- _WHAT IS REQUIRED_
Every line containing the string "white" should be returned from the records.

[Records drawn from a dataset]

-----

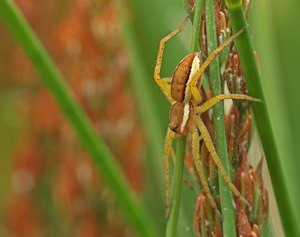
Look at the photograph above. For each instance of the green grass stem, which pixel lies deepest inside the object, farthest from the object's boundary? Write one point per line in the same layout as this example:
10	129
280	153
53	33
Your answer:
171	228
102	157
228	213
262	119
176	188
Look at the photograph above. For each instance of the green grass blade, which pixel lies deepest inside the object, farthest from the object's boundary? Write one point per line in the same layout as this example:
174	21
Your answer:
262	119
53	79
176	185
176	188
228	213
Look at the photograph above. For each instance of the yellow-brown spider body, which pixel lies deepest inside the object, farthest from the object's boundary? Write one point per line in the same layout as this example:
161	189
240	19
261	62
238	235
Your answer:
182	109
185	115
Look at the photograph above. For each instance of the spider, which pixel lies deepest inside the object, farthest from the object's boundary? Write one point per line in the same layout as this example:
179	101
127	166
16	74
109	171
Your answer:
186	108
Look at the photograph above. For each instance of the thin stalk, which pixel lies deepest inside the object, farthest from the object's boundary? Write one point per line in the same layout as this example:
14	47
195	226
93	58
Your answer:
176	190
262	118
171	228
228	214
53	79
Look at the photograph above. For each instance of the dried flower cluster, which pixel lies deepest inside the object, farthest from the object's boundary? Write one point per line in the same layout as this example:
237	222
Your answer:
249	219
55	189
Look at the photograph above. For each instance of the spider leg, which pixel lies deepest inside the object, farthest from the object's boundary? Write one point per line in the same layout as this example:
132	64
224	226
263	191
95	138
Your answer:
210	147
184	179
164	86
211	102
200	171
167	150
209	59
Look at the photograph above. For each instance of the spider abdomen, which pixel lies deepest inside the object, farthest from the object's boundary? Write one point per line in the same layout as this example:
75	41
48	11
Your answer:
182	76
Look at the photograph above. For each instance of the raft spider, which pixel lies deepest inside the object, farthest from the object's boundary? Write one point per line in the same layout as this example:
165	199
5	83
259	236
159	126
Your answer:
185	115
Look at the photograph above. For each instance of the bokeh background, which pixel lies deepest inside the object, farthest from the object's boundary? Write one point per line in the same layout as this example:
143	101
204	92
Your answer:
48	186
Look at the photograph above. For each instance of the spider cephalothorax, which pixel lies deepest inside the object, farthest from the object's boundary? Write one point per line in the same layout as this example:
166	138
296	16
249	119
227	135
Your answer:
181	115
185	113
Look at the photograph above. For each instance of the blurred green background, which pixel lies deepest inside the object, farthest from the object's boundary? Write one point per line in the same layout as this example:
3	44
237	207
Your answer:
274	27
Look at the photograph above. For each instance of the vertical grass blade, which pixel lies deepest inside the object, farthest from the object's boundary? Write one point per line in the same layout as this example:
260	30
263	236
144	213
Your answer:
228	214
262	119
53	79
176	186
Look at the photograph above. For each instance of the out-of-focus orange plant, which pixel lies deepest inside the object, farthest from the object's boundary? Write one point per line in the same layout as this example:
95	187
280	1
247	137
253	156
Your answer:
55	189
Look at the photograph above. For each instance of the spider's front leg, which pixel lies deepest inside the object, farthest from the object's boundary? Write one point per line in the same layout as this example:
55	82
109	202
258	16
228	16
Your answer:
167	150
161	82
197	77
211	149
216	99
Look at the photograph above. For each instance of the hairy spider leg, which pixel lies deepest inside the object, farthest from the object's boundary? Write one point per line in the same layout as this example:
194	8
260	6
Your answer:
214	100
211	149
184	179
193	84
167	150
200	171
164	85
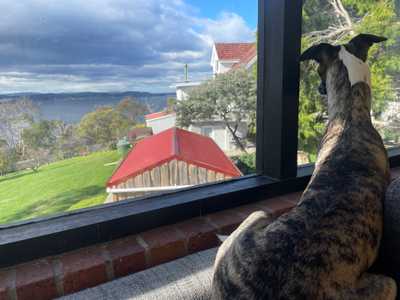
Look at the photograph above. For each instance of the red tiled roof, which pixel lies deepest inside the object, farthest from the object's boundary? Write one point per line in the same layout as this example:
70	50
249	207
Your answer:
173	143
157	115
247	57
232	51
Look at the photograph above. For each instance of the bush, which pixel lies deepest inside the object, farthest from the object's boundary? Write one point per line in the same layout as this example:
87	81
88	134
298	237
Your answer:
246	163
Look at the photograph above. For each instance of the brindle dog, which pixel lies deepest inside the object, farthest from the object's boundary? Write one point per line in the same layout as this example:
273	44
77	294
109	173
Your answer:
323	248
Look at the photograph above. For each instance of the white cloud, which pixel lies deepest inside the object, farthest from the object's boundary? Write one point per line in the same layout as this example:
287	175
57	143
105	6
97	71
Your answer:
54	46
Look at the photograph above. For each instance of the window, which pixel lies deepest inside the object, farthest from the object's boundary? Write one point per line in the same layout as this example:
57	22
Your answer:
279	43
207	131
99	107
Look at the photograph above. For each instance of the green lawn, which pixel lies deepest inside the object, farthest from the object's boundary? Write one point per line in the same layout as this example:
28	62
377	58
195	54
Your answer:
61	186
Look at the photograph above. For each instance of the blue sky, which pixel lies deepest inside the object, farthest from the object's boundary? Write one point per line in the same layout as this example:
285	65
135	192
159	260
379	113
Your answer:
211	9
114	45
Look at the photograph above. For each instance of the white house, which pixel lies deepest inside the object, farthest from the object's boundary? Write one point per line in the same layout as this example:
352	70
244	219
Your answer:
160	121
227	56
183	88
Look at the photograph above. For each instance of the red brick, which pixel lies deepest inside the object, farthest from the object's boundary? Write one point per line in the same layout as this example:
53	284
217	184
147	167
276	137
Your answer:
35	280
164	244
277	206
226	221
6	282
127	256
199	234
247	210
395	173
82	269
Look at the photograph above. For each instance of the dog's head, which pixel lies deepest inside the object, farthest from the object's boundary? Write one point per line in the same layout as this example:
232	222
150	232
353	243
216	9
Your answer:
353	55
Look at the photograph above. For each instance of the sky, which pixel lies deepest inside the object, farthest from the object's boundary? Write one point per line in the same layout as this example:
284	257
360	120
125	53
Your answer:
115	45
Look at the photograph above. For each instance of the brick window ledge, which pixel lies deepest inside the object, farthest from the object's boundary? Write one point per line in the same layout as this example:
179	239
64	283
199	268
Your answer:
73	271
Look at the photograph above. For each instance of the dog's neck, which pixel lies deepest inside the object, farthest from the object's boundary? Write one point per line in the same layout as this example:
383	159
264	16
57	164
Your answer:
347	101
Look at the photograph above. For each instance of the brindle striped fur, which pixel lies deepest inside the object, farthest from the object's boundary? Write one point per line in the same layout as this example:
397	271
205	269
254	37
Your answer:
323	248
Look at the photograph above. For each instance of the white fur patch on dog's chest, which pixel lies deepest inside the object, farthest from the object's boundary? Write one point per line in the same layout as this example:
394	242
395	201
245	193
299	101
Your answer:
357	69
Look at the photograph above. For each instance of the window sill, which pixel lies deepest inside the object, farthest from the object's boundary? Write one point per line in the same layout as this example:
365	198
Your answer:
73	271
70	272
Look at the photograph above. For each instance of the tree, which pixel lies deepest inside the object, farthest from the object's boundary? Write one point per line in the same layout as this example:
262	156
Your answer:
131	109
171	104
337	21
39	142
104	126
8	158
15	115
230	97
40	135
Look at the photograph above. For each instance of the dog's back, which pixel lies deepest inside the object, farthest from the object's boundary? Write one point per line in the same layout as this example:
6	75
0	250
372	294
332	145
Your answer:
324	246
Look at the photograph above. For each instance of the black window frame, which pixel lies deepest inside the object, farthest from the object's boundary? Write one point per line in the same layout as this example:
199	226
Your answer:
279	42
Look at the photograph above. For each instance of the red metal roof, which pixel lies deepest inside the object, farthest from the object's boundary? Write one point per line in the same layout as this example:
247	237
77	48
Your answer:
173	143
232	51
157	115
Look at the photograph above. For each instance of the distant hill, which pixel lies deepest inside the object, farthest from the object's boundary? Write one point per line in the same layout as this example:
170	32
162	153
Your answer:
70	107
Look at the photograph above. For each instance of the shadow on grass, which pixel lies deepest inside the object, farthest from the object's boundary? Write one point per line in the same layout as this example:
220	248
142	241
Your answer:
13	176
56	204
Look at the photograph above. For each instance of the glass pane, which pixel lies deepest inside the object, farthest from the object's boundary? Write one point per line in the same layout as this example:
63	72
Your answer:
337	22
106	100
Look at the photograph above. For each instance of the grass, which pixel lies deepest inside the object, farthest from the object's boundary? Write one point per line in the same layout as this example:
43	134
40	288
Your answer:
61	186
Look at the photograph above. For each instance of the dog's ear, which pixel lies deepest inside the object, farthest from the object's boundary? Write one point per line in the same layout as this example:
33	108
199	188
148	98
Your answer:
320	53
360	44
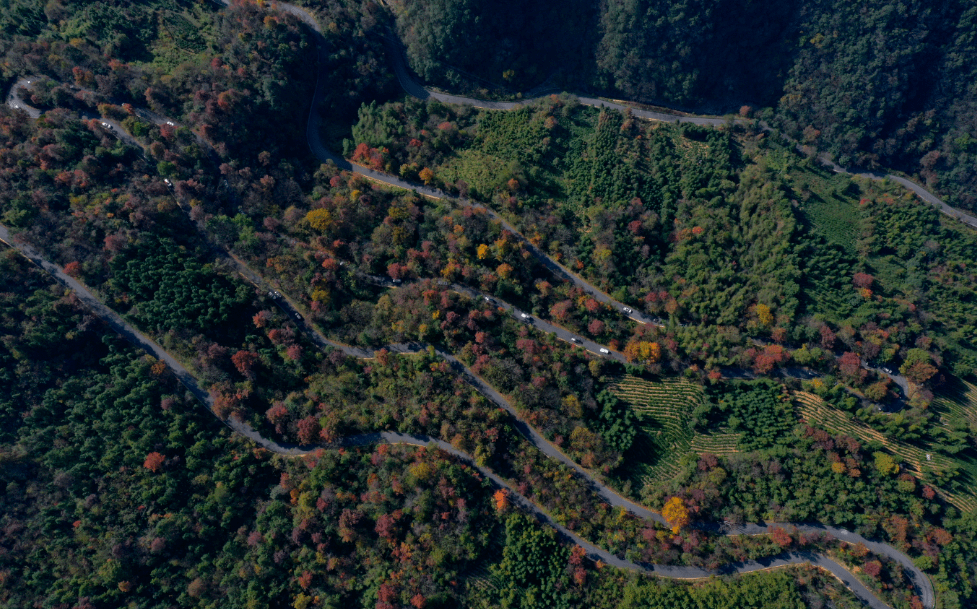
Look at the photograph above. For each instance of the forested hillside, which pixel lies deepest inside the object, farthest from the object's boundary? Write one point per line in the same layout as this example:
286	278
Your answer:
593	342
883	83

-----

- _WRITTEN ANSWER_
Look at the photograph above. For each instance of the white cloud, which pixel lies deepest inside the object, farthest from the object's boundary? Write one point per line in the same layout as this example:
Look at the photograph above. For each instance of the white house, which pixel lies deepest inside the object, farthest from the object's boundary? Write one point per line in the same layout as this example:
Look at the photograph above. For each instance of the white fur patch on dog's chest, which pixel lies deepest inside the object, farthest from the object's boundary? Write one point per line in the same layout as this example:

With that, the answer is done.